(Beginning of LISTED RECORDS)

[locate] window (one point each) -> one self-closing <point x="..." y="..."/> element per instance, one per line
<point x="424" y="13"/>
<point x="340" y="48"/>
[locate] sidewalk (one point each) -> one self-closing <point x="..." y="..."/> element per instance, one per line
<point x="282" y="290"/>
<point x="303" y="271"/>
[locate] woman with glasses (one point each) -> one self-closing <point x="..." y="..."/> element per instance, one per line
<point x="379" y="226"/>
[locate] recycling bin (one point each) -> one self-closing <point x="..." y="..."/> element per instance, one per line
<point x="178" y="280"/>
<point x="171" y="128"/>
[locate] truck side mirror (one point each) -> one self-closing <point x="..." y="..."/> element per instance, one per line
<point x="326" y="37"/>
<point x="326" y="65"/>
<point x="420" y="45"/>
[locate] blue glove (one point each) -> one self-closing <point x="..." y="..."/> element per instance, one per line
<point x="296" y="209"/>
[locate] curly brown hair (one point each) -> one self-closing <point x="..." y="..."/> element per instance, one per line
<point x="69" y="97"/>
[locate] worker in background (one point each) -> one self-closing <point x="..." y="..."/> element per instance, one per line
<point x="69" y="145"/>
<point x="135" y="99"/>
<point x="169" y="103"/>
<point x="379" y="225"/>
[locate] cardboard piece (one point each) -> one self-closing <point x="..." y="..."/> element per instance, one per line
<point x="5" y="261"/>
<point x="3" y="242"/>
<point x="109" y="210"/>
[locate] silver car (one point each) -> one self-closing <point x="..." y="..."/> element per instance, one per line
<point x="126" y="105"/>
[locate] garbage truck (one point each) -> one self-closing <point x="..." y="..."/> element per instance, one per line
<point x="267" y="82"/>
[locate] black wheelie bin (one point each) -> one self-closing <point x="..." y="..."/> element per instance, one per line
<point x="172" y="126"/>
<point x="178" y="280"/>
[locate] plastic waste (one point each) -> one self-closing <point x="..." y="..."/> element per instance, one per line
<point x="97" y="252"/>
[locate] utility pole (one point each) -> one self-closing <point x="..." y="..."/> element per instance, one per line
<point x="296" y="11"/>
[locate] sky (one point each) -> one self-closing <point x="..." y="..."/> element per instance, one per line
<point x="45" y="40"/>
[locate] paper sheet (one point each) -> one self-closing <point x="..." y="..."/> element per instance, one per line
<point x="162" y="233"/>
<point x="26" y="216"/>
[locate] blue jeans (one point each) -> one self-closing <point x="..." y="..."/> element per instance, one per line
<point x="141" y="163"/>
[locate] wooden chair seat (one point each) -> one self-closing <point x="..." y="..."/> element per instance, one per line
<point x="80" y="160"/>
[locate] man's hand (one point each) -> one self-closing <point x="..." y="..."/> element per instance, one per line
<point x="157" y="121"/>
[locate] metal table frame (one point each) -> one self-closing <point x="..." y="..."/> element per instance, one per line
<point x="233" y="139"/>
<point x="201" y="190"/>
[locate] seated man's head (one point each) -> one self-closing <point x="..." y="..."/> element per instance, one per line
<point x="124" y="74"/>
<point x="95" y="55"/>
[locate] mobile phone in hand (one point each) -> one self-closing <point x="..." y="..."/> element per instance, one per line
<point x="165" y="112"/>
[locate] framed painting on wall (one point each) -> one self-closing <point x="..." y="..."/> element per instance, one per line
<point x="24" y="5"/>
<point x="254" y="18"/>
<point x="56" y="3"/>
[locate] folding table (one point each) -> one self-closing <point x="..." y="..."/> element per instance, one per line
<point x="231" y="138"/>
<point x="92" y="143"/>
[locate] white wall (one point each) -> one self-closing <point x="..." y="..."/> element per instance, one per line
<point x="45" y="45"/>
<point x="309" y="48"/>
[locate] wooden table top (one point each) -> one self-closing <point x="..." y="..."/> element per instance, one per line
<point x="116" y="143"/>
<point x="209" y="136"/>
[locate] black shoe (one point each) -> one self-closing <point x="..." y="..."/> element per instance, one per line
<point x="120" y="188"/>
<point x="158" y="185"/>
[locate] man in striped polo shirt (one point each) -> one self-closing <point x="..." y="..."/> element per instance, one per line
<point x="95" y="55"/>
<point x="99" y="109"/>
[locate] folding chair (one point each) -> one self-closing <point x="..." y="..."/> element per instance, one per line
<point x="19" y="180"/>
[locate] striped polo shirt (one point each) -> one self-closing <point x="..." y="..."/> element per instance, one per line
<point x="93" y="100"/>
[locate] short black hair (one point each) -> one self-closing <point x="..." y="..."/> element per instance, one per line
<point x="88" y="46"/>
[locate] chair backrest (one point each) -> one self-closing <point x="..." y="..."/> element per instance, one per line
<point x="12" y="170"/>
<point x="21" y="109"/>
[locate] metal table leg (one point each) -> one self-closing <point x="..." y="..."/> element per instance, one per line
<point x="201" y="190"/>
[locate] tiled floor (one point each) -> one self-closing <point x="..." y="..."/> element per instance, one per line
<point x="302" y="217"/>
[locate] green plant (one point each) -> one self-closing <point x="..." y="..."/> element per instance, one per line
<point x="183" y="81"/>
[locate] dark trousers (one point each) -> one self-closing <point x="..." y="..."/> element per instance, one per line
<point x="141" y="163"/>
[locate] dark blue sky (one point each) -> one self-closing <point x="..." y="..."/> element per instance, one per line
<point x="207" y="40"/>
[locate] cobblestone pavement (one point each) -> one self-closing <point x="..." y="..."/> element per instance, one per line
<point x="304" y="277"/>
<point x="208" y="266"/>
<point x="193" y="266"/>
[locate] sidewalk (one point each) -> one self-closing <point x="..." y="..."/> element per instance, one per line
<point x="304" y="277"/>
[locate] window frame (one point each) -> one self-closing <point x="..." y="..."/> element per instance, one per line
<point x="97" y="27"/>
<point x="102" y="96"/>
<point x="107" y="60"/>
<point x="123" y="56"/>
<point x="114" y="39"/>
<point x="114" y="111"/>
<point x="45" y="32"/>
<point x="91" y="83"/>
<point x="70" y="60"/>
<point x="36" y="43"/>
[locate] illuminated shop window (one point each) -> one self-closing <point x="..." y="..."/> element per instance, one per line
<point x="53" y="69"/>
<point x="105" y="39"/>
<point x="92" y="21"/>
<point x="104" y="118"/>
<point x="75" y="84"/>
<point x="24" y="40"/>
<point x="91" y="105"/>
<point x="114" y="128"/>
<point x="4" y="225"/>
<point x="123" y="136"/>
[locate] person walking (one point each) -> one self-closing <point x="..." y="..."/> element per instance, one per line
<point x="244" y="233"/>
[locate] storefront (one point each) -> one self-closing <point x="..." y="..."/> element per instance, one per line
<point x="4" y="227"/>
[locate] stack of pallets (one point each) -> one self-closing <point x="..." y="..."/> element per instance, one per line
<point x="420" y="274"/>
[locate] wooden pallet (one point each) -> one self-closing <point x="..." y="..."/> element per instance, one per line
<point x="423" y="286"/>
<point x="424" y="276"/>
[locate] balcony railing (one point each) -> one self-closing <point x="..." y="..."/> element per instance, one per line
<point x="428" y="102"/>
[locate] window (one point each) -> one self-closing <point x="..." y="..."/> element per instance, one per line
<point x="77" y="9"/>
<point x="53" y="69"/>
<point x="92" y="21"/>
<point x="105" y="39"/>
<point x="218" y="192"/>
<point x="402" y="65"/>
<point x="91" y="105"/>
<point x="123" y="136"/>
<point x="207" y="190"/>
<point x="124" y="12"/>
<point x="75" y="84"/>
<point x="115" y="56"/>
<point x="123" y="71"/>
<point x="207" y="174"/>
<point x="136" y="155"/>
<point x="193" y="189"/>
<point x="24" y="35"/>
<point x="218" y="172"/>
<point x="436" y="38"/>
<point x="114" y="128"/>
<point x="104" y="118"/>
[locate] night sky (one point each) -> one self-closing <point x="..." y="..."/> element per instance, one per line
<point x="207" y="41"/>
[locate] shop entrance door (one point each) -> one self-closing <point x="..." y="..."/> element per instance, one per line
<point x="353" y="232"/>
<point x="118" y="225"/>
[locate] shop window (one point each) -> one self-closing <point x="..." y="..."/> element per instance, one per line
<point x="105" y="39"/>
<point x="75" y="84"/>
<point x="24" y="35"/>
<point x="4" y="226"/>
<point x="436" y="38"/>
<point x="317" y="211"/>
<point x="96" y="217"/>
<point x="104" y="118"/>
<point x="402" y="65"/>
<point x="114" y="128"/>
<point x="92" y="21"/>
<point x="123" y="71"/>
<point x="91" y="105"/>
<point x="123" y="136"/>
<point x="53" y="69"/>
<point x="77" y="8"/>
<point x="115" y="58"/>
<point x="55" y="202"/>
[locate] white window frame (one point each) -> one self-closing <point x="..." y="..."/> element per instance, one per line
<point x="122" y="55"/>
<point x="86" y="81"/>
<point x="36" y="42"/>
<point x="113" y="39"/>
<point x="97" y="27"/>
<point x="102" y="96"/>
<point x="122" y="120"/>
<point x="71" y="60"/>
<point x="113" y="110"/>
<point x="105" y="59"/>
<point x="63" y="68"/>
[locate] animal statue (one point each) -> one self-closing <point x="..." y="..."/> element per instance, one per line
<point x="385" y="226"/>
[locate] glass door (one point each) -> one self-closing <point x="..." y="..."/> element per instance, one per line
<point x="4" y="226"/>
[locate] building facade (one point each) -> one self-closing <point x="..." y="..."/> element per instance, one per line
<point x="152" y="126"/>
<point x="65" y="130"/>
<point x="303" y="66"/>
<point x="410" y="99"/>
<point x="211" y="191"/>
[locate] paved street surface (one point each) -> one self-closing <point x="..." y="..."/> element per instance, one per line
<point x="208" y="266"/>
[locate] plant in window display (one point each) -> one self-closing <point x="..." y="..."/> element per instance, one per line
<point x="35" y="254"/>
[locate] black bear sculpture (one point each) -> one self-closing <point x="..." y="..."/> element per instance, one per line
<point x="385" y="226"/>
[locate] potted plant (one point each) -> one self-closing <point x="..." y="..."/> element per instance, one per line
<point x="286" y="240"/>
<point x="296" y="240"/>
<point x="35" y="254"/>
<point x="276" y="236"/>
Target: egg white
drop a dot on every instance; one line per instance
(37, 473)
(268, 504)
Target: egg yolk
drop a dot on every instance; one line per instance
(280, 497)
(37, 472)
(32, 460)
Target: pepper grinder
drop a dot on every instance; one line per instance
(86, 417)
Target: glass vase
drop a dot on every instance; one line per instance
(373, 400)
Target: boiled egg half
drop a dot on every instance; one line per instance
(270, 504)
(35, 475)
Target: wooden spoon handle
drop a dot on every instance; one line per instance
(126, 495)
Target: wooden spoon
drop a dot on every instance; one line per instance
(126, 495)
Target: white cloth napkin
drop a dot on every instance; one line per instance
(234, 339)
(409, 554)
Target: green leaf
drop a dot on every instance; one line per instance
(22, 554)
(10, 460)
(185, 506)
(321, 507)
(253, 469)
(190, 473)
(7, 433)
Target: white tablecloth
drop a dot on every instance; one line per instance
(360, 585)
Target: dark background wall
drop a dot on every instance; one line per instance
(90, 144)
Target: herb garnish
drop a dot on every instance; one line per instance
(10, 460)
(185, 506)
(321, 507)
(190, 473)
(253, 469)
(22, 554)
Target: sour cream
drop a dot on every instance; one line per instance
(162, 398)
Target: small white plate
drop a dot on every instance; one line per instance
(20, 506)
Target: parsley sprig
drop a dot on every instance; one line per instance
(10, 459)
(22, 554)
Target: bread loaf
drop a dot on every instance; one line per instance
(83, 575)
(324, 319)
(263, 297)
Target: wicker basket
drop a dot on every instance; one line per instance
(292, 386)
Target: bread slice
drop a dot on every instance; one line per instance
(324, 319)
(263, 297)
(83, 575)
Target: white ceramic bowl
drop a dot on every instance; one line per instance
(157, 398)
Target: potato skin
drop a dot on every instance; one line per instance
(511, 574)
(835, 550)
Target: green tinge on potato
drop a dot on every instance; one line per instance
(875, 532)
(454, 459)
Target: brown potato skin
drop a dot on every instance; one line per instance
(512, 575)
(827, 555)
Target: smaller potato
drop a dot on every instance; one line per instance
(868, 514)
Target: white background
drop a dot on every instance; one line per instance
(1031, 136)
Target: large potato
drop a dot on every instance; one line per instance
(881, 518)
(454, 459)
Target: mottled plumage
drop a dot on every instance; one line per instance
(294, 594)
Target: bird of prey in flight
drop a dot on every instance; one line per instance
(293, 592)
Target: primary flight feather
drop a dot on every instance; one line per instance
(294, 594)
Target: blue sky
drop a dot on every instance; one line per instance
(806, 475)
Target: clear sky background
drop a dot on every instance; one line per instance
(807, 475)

(End of LISTED RECORDS)

> [EXERCISE INSTRUCTIONS] Show me every line of the entries above that holds "spoon".

> [ANSWER TO THIS PROBLEM]
Target: wooden spoon handle
Target: wooden spoon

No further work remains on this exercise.